• **Stated problem**: List each line in the data below that contains the string "terminal".

[Recorded data]
= = = = = = =
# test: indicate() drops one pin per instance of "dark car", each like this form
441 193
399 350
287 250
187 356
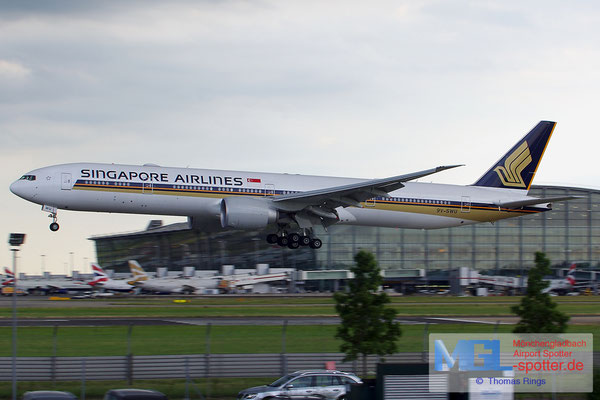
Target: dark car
49 395
134 394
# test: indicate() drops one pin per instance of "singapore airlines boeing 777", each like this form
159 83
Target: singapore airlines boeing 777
293 204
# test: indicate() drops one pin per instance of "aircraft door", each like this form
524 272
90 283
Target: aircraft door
269 189
66 181
147 188
465 204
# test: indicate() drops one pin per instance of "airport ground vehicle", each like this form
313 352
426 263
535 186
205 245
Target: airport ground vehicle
49 395
134 394
306 384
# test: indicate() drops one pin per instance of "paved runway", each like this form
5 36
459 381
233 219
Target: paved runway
273 321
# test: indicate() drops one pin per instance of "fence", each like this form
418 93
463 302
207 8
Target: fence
131 368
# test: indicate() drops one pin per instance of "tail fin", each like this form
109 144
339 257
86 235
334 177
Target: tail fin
516 169
99 275
137 271
98 271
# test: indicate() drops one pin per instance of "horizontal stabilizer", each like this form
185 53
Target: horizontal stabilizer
360 191
533 202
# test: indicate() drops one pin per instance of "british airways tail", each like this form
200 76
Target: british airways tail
99 275
517 168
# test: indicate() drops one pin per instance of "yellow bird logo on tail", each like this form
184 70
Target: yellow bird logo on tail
510 173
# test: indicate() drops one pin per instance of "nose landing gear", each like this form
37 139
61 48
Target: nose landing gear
54 225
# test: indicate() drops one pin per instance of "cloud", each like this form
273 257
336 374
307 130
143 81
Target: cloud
10 70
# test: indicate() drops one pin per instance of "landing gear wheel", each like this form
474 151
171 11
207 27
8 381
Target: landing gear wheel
316 243
304 241
282 241
272 238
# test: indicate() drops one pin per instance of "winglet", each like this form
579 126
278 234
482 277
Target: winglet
517 168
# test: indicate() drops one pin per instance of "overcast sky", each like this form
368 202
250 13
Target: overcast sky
348 88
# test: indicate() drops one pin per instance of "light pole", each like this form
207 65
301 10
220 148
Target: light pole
15 240
71 254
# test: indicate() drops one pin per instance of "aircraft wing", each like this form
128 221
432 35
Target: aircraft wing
350 195
534 201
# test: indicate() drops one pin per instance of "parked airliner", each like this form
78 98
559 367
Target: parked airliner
293 204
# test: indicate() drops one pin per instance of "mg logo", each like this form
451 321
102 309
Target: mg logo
484 353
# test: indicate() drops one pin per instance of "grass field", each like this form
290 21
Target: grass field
188 339
286 306
178 339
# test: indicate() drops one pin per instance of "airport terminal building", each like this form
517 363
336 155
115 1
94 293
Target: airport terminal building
569 233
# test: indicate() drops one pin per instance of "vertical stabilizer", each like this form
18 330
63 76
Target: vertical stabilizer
517 168
137 271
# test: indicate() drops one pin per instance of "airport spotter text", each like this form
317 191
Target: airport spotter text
162 177
549 343
547 366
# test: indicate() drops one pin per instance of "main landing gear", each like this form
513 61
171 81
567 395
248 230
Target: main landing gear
294 240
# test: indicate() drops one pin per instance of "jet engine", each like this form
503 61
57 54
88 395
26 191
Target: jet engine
246 213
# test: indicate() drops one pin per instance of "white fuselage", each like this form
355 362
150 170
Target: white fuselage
191 192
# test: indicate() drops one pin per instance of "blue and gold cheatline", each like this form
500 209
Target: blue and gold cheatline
453 209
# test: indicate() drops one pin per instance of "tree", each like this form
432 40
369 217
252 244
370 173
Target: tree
367 325
537 310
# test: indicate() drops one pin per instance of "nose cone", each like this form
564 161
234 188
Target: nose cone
22 189
16 188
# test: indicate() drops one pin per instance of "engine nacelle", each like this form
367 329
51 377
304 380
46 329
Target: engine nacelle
246 213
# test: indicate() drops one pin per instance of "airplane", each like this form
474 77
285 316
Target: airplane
169 285
566 285
102 280
293 205
45 285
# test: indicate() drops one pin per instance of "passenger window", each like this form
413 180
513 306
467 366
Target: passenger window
305 381
325 380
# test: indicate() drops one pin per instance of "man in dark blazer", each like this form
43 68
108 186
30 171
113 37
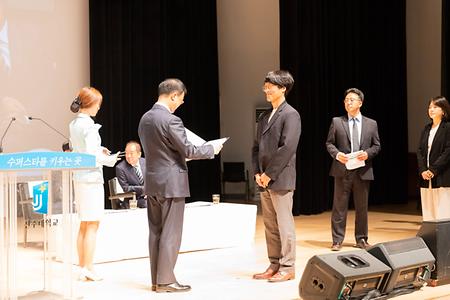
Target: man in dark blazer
274 161
350 133
166 149
130 174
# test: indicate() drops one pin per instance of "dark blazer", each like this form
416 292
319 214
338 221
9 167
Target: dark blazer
274 150
338 140
166 148
128 179
439 156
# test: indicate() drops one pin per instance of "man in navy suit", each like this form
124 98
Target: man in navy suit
130 173
166 149
274 161
351 132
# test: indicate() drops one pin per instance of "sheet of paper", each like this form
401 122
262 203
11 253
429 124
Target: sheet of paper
217 142
353 162
193 138
198 141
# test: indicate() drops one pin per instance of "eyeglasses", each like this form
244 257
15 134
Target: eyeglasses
351 100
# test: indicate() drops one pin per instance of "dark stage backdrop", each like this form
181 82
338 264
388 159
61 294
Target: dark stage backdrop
445 86
333 45
134 45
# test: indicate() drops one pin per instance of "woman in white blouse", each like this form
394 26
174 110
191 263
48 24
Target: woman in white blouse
433 158
88 185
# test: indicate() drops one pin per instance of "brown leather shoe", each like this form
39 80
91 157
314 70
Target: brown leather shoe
282 276
265 275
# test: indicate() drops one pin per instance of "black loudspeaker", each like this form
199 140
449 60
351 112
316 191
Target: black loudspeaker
436 235
410 260
342 275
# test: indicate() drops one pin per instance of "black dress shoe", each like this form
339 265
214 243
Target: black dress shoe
336 247
172 288
363 244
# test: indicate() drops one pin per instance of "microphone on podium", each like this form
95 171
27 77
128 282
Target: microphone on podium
4 134
66 145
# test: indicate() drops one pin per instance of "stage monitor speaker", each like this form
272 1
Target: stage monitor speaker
436 235
342 275
410 260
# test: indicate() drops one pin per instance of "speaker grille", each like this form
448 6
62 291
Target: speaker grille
401 246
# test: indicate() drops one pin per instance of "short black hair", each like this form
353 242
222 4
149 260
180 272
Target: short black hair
171 85
355 91
280 78
441 102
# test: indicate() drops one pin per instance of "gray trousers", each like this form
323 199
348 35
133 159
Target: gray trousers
165 221
343 188
279 229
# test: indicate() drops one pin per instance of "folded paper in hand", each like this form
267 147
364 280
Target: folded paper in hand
353 161
198 141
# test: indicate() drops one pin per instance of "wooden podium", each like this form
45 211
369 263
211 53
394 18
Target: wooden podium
28 269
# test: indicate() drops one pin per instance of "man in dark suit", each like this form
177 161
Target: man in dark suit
166 149
130 174
274 162
351 133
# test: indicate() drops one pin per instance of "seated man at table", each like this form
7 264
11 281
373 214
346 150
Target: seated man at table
130 172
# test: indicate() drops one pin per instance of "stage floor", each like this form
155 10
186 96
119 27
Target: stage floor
226 273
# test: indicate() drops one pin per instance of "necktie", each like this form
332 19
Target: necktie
139 174
355 136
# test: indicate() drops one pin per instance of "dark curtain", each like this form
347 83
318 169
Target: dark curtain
330 46
134 45
445 85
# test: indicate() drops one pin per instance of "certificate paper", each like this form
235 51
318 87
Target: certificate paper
353 162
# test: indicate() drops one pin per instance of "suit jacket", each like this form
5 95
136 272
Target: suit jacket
339 140
166 148
439 156
274 150
126 175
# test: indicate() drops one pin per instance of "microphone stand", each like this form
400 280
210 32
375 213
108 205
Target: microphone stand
4 134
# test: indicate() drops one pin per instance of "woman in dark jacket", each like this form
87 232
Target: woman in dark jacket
433 157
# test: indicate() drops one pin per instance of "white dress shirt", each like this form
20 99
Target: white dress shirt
85 138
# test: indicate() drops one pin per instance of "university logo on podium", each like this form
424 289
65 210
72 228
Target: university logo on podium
40 198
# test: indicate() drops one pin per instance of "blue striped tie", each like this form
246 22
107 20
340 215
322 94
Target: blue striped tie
137 169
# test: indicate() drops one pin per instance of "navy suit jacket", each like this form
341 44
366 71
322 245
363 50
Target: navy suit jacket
166 148
338 140
275 147
128 179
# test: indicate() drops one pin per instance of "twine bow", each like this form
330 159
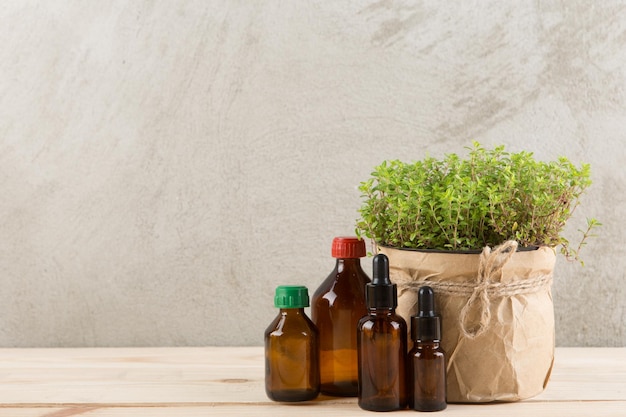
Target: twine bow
489 272
479 293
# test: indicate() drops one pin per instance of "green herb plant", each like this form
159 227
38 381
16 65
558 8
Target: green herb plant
461 204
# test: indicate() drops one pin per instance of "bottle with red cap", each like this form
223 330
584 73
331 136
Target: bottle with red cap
337 306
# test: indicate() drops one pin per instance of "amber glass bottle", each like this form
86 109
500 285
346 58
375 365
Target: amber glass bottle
292 349
338 305
382 345
427 360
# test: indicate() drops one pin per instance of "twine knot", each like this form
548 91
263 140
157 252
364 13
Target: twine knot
475 315
489 272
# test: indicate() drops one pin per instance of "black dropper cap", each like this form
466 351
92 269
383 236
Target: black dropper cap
381 293
426 326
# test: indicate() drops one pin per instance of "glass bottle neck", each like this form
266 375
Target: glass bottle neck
381 311
348 263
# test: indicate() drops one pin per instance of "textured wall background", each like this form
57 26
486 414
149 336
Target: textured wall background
164 165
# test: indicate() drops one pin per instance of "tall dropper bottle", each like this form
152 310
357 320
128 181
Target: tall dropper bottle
382 345
426 361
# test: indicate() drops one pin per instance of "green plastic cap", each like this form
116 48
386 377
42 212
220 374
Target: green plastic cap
291 296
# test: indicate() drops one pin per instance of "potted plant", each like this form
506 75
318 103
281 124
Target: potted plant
438 219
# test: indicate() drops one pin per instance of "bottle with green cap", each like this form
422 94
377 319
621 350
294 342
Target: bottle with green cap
292 349
382 345
427 360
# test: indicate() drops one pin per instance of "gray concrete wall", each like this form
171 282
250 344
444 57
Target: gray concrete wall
164 165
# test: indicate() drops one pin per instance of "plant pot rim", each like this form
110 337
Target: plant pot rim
461 252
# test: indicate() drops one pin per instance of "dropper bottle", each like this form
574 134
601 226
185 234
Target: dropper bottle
427 360
382 345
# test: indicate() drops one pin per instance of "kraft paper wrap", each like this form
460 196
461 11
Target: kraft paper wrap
497 316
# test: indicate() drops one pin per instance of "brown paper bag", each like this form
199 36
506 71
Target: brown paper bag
497 316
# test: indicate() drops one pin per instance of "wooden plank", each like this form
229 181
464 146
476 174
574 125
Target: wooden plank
229 381
536 409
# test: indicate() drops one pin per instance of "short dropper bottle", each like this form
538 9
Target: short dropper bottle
426 361
382 345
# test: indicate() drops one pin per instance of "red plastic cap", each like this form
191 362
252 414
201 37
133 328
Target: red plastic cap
348 247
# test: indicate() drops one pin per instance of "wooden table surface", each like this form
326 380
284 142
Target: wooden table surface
229 381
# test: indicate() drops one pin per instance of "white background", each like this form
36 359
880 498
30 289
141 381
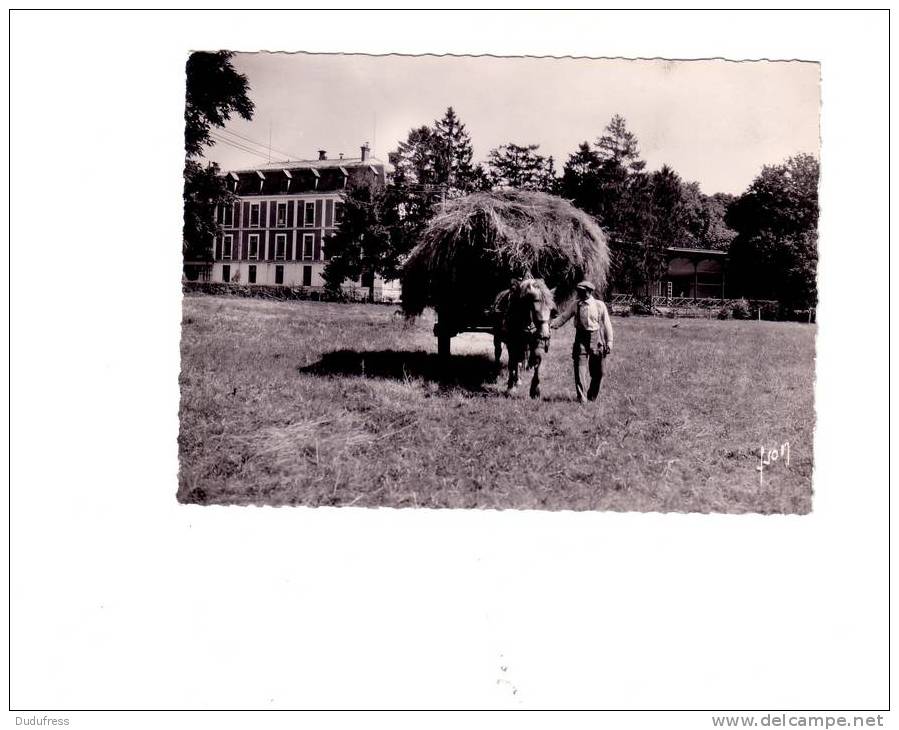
= = = = = = =
• **Expected answer**:
# test: indicate() drops one pin per instance of "airport terminal building", each like this form
Target: airport terminal building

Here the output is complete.